• **TASK PROMPT**
Starting at the line containing "[(336, 296)], and" and ending at the line containing "[(525, 68)]", write out only those lines again, swapping "blue sky" for "clear sky" and leaving everything else unchanged.

• **DATA ROWS**
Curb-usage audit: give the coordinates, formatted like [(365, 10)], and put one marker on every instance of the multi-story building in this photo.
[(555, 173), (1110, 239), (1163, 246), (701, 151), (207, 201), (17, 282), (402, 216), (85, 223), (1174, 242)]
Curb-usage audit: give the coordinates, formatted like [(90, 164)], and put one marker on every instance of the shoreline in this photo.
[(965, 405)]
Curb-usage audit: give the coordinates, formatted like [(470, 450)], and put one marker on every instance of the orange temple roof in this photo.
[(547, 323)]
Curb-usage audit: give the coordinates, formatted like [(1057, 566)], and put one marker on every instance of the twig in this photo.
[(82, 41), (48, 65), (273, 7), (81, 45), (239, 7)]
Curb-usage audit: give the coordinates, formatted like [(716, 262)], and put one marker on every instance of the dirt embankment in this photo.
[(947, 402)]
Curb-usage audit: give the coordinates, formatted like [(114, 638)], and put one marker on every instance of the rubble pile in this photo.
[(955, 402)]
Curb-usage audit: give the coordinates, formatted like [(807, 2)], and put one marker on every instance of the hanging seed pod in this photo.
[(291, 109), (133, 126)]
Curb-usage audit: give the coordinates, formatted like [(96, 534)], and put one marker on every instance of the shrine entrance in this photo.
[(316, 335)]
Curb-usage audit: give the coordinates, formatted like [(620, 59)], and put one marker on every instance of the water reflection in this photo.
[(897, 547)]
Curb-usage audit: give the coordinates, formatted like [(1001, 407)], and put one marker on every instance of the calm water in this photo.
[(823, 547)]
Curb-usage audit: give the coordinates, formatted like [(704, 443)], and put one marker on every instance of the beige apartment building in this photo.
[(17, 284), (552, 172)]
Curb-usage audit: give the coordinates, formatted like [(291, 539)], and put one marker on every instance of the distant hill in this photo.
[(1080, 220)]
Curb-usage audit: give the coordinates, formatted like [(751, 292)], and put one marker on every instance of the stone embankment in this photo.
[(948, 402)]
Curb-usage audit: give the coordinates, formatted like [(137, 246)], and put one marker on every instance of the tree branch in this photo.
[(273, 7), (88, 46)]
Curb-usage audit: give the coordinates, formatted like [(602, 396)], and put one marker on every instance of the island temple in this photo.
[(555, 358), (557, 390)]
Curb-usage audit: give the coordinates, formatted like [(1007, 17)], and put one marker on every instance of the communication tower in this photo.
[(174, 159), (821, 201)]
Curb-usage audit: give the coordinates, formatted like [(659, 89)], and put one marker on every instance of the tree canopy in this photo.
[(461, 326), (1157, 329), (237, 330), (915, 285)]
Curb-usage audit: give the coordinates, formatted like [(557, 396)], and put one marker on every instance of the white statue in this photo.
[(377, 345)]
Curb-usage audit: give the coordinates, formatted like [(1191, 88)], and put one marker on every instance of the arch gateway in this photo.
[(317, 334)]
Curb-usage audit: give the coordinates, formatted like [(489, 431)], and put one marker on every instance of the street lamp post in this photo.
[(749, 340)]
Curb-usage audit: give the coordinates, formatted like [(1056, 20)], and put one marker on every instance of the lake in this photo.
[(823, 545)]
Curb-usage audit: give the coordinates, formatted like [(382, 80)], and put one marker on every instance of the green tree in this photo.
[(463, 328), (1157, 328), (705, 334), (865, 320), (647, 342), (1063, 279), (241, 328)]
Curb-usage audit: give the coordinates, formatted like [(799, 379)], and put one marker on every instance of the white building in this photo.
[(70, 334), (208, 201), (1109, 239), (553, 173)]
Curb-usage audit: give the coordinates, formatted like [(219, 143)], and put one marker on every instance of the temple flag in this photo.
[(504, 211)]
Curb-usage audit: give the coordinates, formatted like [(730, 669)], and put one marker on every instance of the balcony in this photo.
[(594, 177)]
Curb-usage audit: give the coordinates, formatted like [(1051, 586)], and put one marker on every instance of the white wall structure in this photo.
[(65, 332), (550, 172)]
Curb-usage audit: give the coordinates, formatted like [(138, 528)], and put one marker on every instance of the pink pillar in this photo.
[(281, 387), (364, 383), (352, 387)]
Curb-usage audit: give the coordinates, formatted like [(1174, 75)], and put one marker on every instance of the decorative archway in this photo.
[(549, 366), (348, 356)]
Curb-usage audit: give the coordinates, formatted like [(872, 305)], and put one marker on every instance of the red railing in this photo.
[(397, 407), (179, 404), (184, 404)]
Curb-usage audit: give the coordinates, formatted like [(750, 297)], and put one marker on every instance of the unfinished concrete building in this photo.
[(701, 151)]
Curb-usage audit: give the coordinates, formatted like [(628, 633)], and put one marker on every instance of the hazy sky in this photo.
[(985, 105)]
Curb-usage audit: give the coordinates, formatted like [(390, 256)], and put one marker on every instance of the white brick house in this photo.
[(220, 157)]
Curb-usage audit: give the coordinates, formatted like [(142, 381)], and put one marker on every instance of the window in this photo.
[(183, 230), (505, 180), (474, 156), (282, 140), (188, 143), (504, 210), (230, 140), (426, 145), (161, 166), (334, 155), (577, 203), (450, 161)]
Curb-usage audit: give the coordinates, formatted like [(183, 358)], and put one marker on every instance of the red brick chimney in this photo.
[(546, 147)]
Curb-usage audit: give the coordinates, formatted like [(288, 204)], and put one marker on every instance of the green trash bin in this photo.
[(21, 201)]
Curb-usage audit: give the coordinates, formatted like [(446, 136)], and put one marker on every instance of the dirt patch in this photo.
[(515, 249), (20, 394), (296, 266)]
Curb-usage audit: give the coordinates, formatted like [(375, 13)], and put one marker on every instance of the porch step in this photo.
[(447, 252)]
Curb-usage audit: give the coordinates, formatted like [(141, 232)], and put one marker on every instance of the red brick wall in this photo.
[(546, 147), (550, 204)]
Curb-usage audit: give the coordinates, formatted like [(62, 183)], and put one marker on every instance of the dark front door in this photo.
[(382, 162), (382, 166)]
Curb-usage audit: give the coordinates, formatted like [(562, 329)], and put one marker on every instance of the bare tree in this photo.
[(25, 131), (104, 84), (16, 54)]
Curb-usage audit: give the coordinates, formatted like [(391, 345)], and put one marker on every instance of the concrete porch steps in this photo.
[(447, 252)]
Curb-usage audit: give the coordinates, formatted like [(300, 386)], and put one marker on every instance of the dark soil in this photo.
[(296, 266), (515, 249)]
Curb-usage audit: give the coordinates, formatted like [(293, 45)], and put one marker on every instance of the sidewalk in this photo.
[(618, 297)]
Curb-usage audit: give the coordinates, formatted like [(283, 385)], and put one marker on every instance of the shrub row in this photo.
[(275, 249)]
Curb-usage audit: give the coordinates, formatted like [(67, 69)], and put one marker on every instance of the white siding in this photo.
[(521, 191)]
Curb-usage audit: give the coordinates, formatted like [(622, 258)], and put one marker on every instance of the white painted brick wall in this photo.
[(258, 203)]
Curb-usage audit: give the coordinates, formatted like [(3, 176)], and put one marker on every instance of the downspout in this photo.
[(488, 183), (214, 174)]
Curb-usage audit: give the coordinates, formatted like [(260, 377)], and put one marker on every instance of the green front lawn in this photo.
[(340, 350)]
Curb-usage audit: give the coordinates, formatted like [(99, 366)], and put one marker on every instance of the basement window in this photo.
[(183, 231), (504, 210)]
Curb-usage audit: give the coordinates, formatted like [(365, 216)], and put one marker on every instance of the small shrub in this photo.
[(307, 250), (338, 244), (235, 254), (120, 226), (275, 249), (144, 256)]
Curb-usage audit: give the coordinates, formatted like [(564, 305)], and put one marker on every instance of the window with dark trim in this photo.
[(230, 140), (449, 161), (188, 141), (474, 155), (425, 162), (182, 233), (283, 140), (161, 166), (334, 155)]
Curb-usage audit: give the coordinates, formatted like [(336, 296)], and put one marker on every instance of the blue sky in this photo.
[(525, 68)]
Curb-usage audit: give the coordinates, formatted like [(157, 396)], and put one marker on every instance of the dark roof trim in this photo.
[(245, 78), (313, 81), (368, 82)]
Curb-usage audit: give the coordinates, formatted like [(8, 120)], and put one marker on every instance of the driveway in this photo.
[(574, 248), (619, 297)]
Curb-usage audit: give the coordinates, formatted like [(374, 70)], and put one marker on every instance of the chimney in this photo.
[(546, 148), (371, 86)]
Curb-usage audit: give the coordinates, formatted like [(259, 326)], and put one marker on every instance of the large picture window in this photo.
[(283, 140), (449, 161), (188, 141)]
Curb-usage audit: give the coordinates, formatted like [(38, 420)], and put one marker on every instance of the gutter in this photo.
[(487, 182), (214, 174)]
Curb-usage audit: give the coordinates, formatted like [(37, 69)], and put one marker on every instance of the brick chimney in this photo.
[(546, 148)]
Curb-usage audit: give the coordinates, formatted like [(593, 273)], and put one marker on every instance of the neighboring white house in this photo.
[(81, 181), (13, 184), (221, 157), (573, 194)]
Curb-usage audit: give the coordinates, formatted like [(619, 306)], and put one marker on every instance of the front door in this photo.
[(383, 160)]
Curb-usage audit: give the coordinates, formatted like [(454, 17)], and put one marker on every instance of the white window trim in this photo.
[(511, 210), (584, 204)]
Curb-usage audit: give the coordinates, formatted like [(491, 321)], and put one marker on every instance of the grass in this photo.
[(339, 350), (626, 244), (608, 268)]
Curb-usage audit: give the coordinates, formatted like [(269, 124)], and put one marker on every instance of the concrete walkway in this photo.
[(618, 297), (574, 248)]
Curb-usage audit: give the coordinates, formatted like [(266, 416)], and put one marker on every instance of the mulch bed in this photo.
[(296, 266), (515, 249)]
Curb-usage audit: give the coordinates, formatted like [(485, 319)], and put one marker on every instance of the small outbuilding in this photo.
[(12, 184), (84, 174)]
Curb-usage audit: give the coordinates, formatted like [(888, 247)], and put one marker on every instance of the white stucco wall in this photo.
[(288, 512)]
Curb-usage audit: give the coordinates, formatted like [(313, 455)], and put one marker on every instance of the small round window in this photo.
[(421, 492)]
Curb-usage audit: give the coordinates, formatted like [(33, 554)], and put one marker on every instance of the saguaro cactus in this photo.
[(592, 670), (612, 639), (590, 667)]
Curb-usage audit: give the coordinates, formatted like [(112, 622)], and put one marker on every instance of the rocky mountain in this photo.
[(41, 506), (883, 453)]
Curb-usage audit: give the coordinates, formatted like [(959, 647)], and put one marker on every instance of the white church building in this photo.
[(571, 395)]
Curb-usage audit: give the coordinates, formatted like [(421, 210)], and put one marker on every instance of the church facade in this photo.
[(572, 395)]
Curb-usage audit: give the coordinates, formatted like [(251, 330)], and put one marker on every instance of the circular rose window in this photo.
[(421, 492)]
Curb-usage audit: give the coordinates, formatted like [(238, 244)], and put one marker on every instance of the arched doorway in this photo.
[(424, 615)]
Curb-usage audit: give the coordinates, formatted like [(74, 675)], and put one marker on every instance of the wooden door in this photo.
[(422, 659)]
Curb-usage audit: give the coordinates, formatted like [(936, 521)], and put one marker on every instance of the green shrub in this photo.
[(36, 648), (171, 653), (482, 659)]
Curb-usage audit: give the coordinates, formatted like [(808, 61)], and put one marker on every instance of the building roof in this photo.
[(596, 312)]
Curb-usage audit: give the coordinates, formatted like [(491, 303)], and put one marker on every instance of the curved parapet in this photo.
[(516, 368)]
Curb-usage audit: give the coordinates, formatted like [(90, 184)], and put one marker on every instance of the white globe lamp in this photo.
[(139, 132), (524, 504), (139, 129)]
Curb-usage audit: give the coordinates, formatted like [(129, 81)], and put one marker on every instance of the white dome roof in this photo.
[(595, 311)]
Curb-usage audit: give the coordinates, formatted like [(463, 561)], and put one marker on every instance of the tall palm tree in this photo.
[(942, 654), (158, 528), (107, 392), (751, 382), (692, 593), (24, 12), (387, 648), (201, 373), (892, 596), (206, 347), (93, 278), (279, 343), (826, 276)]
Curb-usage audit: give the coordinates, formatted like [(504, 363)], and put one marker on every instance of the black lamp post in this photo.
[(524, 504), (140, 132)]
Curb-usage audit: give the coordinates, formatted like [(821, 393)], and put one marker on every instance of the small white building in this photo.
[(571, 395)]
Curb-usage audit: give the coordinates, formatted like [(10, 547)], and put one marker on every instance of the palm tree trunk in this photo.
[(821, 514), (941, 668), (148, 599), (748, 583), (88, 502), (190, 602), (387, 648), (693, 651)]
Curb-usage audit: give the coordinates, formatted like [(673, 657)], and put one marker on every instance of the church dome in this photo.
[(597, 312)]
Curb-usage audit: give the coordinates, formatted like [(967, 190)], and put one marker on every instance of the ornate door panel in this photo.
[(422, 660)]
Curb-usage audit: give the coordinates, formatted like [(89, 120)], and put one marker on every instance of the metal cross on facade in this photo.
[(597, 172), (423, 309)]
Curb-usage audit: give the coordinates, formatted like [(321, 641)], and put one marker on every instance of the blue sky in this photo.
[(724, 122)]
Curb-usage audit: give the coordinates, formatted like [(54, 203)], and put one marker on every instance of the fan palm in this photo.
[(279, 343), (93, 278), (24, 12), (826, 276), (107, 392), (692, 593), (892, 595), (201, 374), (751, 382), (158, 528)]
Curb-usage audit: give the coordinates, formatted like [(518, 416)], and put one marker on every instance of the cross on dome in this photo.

• **TASK RESPONSE**
Curb-usage audit: give the coordinates, formatted like [(336, 296)], and put one marker on every instance of the clear sky in this photo.
[(525, 68)]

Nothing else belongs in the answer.